Data extracted from a collection
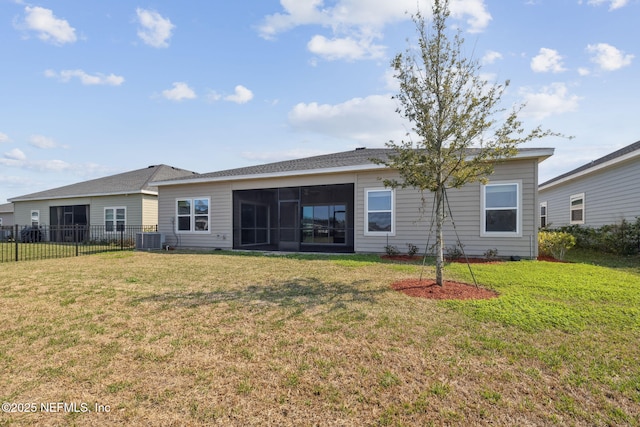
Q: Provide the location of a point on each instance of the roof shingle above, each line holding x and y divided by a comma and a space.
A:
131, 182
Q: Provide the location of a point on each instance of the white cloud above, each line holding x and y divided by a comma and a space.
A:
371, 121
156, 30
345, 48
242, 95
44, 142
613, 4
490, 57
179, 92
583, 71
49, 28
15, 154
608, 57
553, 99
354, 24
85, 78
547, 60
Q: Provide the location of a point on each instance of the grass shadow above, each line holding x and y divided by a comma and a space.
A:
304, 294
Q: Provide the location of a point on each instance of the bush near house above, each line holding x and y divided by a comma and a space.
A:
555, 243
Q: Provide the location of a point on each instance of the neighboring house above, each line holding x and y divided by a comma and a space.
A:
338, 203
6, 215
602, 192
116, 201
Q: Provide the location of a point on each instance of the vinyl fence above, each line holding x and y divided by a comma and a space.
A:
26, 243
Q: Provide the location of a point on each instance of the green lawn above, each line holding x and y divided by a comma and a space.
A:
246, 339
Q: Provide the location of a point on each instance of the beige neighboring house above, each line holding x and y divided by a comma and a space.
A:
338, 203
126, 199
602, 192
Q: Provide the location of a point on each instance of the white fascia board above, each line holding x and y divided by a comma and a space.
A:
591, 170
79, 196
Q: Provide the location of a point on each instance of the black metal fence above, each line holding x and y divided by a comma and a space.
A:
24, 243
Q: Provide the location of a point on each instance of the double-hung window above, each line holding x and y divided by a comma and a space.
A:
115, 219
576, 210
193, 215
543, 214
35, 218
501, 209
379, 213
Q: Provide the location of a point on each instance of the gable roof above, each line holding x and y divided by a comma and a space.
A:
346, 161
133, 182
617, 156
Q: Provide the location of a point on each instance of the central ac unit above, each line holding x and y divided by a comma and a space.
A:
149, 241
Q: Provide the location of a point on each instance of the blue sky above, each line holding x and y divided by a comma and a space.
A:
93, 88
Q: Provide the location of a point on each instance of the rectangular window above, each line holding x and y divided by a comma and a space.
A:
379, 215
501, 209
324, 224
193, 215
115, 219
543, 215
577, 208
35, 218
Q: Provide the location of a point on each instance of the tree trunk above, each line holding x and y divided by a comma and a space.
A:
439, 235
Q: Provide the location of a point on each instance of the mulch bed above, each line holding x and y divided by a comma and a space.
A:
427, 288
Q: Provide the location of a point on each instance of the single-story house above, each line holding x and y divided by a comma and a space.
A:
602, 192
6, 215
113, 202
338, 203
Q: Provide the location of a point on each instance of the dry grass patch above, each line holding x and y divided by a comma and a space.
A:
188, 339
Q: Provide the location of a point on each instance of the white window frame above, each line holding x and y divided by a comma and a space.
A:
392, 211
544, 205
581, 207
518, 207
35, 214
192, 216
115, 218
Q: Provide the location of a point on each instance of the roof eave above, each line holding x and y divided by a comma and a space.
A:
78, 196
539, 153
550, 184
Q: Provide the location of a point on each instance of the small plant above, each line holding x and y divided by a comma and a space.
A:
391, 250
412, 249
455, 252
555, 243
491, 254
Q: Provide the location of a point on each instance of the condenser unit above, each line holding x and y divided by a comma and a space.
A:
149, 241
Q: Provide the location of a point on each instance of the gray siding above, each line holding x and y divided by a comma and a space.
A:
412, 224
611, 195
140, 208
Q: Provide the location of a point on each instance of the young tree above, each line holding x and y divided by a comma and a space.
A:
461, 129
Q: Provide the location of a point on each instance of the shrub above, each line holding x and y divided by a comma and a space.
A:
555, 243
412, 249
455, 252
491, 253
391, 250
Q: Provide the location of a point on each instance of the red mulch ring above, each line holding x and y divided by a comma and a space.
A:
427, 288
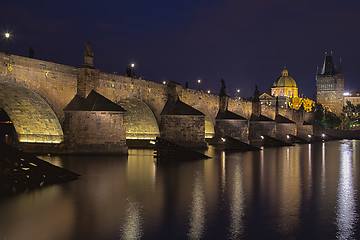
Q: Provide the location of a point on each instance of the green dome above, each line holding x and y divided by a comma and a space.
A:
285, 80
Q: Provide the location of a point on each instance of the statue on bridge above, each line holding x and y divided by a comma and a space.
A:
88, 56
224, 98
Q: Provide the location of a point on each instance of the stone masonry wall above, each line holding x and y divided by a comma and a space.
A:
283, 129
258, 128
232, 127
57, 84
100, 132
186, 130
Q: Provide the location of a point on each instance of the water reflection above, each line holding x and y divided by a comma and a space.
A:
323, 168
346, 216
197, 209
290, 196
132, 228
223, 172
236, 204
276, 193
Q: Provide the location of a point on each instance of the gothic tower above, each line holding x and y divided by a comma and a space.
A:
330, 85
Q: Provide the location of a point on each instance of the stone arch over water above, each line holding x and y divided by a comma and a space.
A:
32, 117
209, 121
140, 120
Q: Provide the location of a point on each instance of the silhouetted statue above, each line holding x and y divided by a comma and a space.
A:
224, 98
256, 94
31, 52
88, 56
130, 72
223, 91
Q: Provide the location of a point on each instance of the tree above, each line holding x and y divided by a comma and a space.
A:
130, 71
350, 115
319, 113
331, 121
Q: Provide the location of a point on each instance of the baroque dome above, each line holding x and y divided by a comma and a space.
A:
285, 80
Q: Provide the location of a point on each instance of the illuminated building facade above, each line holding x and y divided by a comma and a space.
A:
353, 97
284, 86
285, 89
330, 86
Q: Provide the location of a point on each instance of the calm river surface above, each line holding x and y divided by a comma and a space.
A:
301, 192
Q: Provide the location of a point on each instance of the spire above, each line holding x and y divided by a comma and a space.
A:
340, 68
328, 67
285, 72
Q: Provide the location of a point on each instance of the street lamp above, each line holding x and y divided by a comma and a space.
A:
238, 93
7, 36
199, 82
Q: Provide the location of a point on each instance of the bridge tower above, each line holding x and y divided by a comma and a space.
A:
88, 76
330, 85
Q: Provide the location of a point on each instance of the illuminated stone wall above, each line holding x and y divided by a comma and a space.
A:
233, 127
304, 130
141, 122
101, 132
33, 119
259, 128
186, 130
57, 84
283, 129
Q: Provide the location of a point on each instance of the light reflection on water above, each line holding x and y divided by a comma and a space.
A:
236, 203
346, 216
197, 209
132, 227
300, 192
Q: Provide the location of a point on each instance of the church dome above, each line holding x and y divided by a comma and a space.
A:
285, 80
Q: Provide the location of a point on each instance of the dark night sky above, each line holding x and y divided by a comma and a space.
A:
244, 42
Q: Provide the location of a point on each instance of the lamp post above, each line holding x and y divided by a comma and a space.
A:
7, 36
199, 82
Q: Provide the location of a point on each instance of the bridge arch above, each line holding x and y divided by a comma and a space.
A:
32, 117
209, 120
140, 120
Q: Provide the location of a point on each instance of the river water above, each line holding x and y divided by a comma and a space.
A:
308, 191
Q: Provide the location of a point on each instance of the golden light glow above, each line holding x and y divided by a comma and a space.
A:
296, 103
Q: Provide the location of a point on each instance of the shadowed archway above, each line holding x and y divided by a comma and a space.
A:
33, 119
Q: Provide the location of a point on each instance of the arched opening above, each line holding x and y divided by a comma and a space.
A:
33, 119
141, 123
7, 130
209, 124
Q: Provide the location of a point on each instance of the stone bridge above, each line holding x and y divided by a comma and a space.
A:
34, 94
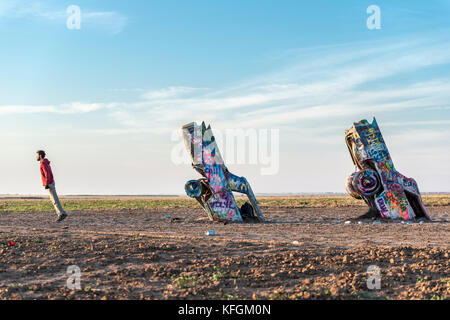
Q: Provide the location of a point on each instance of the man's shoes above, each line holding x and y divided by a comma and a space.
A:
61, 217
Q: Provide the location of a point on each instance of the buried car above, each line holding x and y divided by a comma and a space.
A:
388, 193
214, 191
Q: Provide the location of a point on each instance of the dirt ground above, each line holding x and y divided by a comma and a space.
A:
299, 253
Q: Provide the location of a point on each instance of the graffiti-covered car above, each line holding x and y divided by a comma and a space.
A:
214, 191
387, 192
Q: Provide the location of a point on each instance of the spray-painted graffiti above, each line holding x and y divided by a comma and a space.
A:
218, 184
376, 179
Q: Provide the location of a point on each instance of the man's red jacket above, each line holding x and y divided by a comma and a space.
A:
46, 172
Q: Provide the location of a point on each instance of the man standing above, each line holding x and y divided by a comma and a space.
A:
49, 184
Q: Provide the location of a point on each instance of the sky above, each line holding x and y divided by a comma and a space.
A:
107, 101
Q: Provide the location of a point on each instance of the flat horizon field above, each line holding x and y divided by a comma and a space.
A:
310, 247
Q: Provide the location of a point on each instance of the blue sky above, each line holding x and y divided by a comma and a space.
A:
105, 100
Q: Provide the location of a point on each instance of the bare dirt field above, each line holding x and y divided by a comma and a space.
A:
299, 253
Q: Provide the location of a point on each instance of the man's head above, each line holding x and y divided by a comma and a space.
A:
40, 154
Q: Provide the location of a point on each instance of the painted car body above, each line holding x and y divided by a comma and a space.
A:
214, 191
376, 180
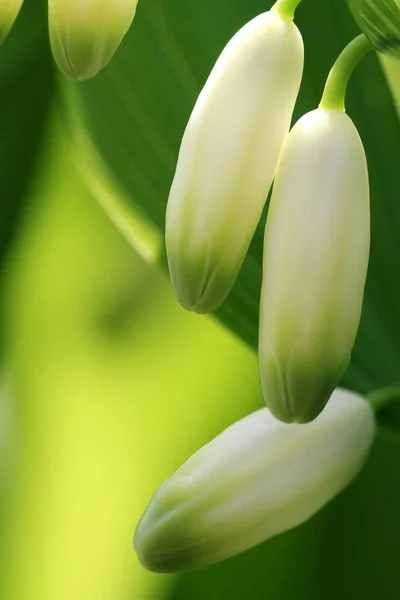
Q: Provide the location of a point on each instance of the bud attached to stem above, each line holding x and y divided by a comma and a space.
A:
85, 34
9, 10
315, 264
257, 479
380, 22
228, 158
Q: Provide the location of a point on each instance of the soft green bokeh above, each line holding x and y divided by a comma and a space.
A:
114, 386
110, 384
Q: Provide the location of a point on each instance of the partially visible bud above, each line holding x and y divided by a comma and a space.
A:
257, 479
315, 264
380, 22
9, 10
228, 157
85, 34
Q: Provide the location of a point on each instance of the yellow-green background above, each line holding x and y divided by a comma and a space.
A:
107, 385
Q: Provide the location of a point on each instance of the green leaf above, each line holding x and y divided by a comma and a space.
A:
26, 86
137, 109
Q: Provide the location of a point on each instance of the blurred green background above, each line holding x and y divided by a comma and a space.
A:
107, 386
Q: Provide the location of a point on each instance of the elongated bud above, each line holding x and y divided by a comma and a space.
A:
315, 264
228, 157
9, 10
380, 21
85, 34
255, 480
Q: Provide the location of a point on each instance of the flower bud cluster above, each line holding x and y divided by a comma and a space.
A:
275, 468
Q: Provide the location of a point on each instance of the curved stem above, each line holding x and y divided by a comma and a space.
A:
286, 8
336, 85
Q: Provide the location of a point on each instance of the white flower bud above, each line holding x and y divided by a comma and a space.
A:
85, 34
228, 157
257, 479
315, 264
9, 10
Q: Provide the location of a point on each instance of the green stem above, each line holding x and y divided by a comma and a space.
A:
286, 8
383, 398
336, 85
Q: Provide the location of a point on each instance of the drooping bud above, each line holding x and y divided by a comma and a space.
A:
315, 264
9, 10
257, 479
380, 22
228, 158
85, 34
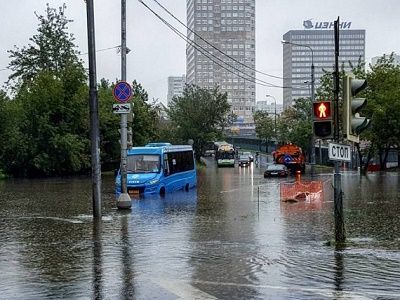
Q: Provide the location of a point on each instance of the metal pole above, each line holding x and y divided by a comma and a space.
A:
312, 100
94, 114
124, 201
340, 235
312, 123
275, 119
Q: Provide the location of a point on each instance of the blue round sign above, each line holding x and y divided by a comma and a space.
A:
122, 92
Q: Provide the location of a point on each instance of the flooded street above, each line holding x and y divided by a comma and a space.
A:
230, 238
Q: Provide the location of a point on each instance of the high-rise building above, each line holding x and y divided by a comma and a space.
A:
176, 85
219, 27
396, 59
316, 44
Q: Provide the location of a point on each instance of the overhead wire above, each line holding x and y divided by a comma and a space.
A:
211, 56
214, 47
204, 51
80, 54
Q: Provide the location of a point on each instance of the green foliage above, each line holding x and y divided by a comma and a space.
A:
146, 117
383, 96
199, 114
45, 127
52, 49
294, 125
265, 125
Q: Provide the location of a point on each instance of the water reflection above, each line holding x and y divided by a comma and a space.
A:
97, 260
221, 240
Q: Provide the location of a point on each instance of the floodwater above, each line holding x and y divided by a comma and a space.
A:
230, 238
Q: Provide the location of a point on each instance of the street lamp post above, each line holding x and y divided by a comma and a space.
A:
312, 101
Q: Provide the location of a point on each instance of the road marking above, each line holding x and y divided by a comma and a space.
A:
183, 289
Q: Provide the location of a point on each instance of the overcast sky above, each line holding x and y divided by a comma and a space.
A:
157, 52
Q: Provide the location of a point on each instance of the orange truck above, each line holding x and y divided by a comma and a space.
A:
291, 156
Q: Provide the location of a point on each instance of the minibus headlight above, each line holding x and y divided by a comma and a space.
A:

▶ _Given request_
Set down exactly and only the lines from the line that contains "of the drooping" through the last line of the entries above, with both of those lines included and the pictures left out.

▶ _The result_
Q: Provide the location of a point on each instance of the drooping bud above, each line holding x and y divided by a comma and a space.
A:
315, 264
9, 10
257, 479
380, 22
228, 158
85, 34
Q: Provide the location of a point on each instance of the metal pole above, each line holding x and y divided by a comma and a space.
A:
312, 100
94, 114
124, 201
340, 235
312, 123
275, 119
Q: Provide the location of a point on each instance of the blue round sign above, each line holding x and y divided by a comma and a space.
A:
122, 92
Q: Provide the location of a point on each instance of the flooded street above, each line holding x and y divided by a comma and a space.
A:
230, 238
Q: Provide the location of a point on each instance of the high-rise building above, each line holding x and y divided by a comma and a space.
A:
176, 85
219, 27
396, 59
316, 44
Q: Provide the location of a point on each instance of the overhead wire above, each line holding x and y divided by a comma and a space.
A:
211, 56
214, 47
204, 51
80, 54
Q: Provide the location of a point on each instance of the green foliage above, each line holding x and y divided by a comma and a space.
A:
146, 117
383, 96
199, 114
45, 127
52, 49
294, 125
265, 125
Q: Provide the location of a point on each instance of the water reflection above, each line holding x and y divided by a comma and a space.
A:
97, 260
221, 240
Q: Provide the location of a point on each instance of the floodwater above, each line holding x and y divided by a comma and a space.
A:
230, 238
Q: Provide the location of a point on each instance of the street lamp post above, each line holding x and y divided by a comma and a space.
A:
312, 101
Q: Provide the location of a point on each instance of the road marking above, each line holding x and y divided by a comma and a space.
A:
183, 289
Q: Provide the location of a point on each instance of the overcast sky above, each line holding x and y divided by a comma and a space.
A:
157, 52
Q: Provide the location of a point on each instance of the orange truck above, each line holding x and y divided by a comma and a space.
A:
291, 156
Q: Provide the location of a point on each instance of the minibus headlight above, each line holding x and y divided by a comma and a space.
A:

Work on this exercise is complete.